§ PROVIDED MATERIAL:
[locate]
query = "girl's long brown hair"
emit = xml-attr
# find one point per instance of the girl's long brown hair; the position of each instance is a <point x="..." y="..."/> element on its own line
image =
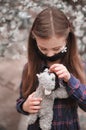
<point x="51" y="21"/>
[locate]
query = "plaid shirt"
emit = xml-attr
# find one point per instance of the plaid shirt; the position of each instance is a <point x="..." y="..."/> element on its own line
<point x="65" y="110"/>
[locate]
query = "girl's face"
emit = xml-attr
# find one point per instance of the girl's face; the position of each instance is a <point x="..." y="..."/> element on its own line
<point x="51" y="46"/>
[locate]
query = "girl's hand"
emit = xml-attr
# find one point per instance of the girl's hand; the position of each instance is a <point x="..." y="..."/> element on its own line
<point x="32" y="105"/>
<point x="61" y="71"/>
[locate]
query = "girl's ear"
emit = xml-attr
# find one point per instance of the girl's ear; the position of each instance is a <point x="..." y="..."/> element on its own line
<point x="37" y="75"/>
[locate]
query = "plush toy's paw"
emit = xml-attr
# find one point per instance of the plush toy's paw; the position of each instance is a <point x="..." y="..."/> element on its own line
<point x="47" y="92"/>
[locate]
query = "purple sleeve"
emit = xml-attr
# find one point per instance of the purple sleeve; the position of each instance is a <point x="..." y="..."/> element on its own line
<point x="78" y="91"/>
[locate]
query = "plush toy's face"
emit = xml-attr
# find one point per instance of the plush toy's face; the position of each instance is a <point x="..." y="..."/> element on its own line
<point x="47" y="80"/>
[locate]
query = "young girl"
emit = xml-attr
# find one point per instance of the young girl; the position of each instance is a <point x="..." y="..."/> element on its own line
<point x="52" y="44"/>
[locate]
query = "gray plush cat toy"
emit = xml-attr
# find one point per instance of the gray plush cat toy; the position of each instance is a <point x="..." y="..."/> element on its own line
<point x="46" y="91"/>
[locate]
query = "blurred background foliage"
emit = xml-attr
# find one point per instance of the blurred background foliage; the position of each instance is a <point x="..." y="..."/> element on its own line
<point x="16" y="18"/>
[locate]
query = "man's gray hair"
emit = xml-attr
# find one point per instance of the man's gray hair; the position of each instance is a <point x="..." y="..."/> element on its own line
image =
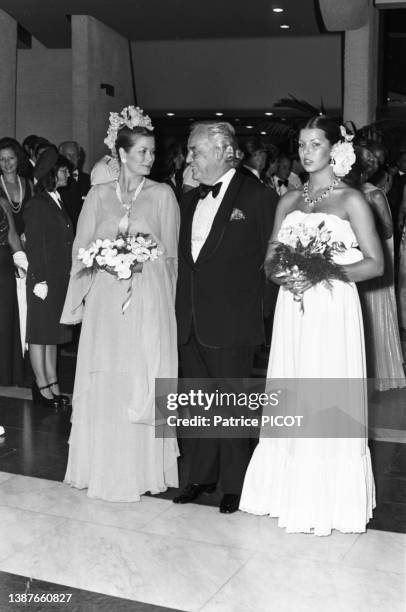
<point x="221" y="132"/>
==
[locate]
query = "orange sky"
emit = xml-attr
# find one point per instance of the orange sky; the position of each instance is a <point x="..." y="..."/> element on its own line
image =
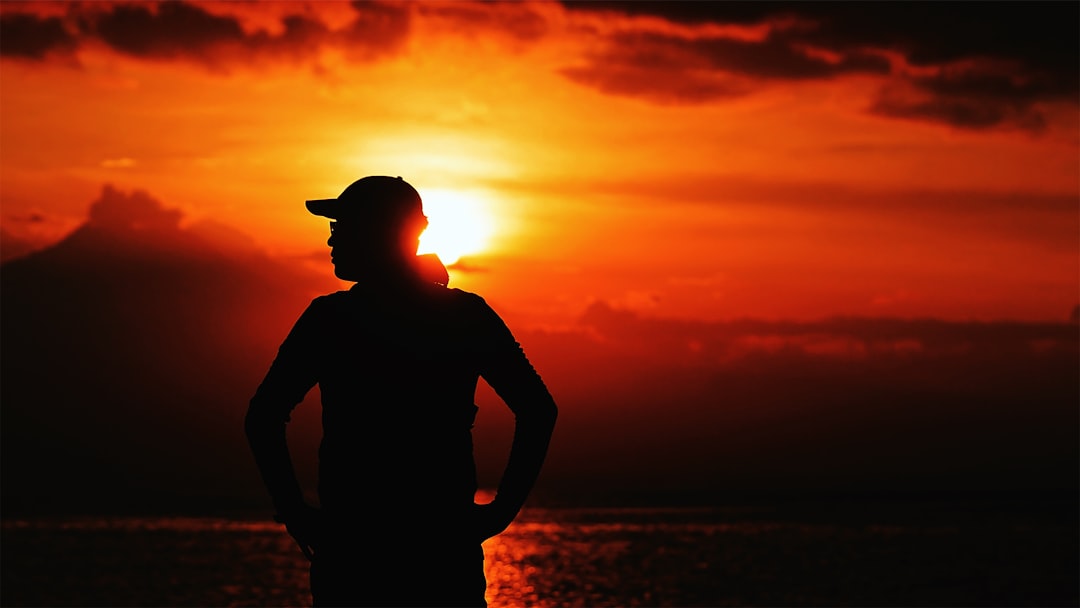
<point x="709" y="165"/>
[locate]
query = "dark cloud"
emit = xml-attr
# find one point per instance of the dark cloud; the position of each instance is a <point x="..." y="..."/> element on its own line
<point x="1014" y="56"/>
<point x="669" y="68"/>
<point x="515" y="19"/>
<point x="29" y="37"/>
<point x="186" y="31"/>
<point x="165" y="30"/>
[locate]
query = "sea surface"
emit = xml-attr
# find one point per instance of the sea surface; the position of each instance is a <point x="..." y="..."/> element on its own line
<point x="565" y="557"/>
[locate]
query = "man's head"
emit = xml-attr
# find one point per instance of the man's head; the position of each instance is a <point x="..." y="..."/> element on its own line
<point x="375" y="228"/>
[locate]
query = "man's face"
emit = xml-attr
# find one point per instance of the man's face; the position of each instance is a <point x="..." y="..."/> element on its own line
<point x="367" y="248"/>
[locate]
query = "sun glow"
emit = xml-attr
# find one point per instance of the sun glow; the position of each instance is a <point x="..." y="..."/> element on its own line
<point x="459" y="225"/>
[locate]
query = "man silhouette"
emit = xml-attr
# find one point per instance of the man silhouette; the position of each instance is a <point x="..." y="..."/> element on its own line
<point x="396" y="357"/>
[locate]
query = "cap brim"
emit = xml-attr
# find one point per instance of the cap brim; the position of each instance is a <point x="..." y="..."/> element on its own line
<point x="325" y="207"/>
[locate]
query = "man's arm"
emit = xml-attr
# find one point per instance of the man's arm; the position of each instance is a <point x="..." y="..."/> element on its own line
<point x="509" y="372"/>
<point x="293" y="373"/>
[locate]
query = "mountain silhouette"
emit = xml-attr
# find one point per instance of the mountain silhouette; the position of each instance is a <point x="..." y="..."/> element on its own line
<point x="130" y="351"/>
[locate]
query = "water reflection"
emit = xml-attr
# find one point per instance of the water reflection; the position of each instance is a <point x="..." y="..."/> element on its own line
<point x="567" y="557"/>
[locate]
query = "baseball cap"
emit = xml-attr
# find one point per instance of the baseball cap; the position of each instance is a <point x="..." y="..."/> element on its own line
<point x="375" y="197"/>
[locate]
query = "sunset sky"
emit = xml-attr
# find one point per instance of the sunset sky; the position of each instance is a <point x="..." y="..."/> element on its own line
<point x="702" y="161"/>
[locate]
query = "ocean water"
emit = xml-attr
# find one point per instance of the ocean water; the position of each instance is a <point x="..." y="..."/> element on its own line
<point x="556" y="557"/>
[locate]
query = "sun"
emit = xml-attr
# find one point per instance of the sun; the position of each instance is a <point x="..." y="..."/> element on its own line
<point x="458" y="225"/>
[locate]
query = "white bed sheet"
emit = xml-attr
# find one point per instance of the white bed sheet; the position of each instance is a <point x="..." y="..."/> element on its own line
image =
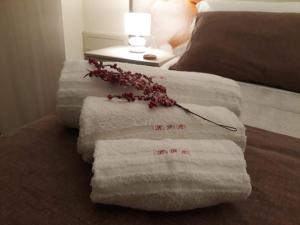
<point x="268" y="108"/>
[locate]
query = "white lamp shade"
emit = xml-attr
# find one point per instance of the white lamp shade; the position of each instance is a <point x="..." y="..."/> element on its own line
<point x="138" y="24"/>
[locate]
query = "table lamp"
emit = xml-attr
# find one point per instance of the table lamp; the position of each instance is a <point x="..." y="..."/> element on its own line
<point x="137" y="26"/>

§ SET TASK:
Can you gather every line above that contains the word "brim"? Case counts, so only matches with the same capitalization qualify.

§ RESULT OF THIS EXERCISE:
query = "cap brim"
# find one point per instance of the cap brim; the position of each instance is a <point x="..." y="..."/> element on its own line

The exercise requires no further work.